## start Quoted passage

Figure 5 shows normalized seismic profiles at 0.5 Hz with 500 m spacing for source S6 along the dashed line of Fig. 1. In the elastic case (Fig. 5a), three main pulses are observed. Two of them propagate from the basin edges with speed of ~66 m/s, and the other emerges at ~10 km of the array with a speed of 260 m/s. Considering the Rayleigh waves group-velocity dispersion curves for shallow and deep basin locations (circles in Figure A1b), speeds clearly correspond to the fundamental mode (R0) and first overtones (R1), respectively. It is striking that even in the absence of attenuation, the first overtone dominates in the deep basin (i.e., between 10 and 23 km along the array). Unlike the elastic case, attenuation rapidly dissipates the fundamental mode and makes the overtones dominant along almost the whole array in the viscoelastic simulation (Fig. 5b). The most prominent wave train in the shallow basin regions propagates with the speed of the bedrock fundamental mode (i.e., ~1,300 m/s, Figure A1b). This means that the incident R0 suffers a mode conversion to become the second overtone (R2) when transduced into the basin, and that such overtone dominates the ground motion at shallow regions thanks to the rapid dissipation of the basin fundamental mode, R0. Around 12 km along the array, the R1 becomes dominant when surface waves propagate from shallow to deeper parts of the basin, revealing the strong influence of the deep sediments.

## end Quoted passage

• Written problem 1: Print, verbatim, the lines of the listing from the line with "The pointer SHOULD return, for each instance of the dark" up to and including the line with "[[620, 301], [652, 293]]".
The seismic profile text and the listing are unrelated material.

## start Material to process

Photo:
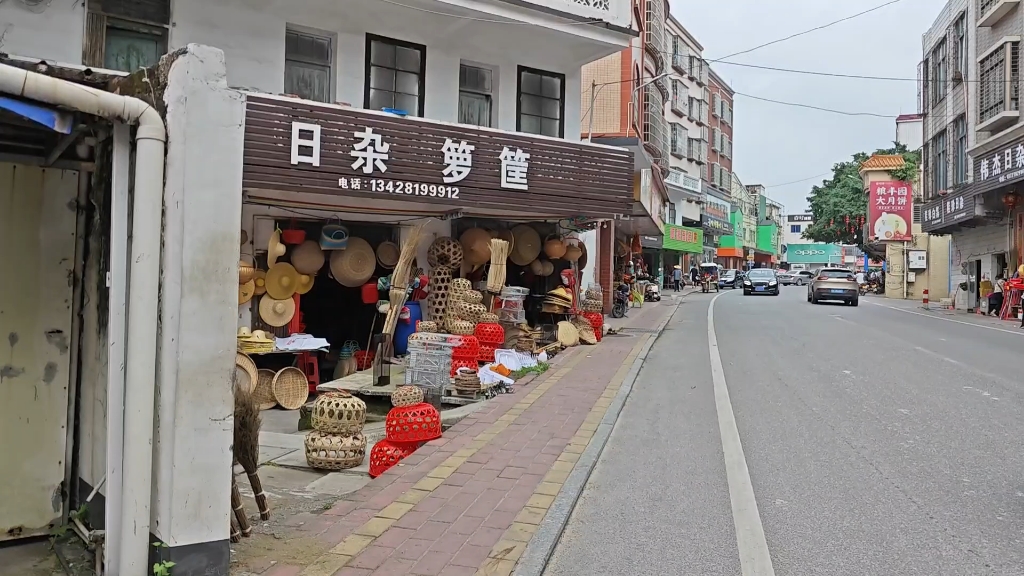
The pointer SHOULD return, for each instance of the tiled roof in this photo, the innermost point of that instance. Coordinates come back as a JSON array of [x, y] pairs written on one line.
[[883, 162]]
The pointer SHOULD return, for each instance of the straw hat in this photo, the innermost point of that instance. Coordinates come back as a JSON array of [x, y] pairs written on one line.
[[276, 313], [246, 291], [260, 281], [274, 249], [305, 284], [475, 246], [387, 254], [307, 257], [526, 245], [282, 281], [355, 264]]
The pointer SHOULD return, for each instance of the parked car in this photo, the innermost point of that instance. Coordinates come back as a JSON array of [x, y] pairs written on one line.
[[761, 281], [834, 284], [729, 279]]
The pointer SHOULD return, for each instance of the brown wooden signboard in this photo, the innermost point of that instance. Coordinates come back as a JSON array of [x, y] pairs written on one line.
[[297, 146]]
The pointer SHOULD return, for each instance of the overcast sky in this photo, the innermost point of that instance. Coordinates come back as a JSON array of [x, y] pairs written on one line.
[[776, 144]]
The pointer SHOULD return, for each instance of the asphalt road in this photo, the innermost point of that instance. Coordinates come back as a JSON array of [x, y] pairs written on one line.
[[875, 441]]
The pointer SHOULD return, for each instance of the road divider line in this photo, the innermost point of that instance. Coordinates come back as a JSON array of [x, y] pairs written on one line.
[[1020, 333], [755, 560]]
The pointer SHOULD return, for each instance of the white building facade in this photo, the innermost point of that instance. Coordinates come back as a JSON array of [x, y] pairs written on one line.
[[508, 67]]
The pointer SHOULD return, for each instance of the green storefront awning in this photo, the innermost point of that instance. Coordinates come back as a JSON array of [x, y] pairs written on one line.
[[683, 239]]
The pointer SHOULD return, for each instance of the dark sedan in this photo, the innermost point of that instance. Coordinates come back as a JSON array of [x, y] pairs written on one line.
[[761, 281]]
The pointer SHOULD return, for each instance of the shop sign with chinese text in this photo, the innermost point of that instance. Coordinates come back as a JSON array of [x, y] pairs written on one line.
[[1003, 166], [890, 211], [683, 239], [298, 146], [948, 210]]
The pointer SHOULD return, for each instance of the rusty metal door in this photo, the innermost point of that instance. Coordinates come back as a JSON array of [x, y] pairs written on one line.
[[37, 262]]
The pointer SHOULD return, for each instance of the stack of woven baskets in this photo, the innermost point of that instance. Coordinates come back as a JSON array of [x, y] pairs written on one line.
[[491, 334], [336, 442], [408, 425]]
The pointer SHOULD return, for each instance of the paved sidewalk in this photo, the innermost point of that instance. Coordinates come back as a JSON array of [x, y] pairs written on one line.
[[469, 502]]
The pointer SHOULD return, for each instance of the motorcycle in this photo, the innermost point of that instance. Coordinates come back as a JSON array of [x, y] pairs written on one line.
[[620, 301], [652, 293]]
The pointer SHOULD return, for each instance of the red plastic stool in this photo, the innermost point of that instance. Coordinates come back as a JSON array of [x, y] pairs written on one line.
[[309, 365]]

## end Material to process

• Written problem 2: Summarize the seismic profile text in two sentences.

• Full response 1:
The pointer SHOULD return, for each instance of the dark sedan in this photo, the innermost point of that instance. Coordinates come back as a JSON array of [x, y] pairs written on one line.
[[761, 281]]
The pointer SHOULD return, for each instance of the shop sign with chinese text in this photo, the innermost point of that instance. Coordinates come back as a JSON array of [x, y] pairs written on one line.
[[1003, 166], [890, 211], [683, 239], [298, 146], [948, 210]]
The pointer SHOULD return, for each instance of the rusty metal door in this photo, the innermost point of that instance. Coordinates come back as a JSON array of [x, y] pairs written on one line.
[[37, 262]]
The pointer SHOULD return, for each instance of the stack of woven baskets in this photo, the innermost point of that instance. Coordinates come back as a JSON array of [x, y] pairs written on one line.
[[491, 334], [336, 442], [408, 425]]
The pointer SHOULD return, for each instance of the paved sidewalk in this photo, the innermost point of that instance. Coordinates come back as a JSON array of [x, y] pairs written on one line.
[[469, 502]]
The pointer SHOULD return, for each instance of the motorcycle in this photo, the innermost point of that instance. Coordinates come back as a JSON array of [x, y] pairs written on one line.
[[620, 301], [652, 293]]

• Full response 2: In the elastic simulation of the 0.5 Hz profiles for source S6, three main pulses appear whose speeds match the Rayleigh fundamental mode and first overtone, and the first overtone dominates the deep basin even without attenuation. In the viscoelastic case, attenuation rapidly dissipates the fundamental mode so overtones dominate: a second overtone produced by mode conversion of the incident R0 prevails in shallow regions, while R1 becomes dominant around 12 km as surface waves move into deeper parts of the basin.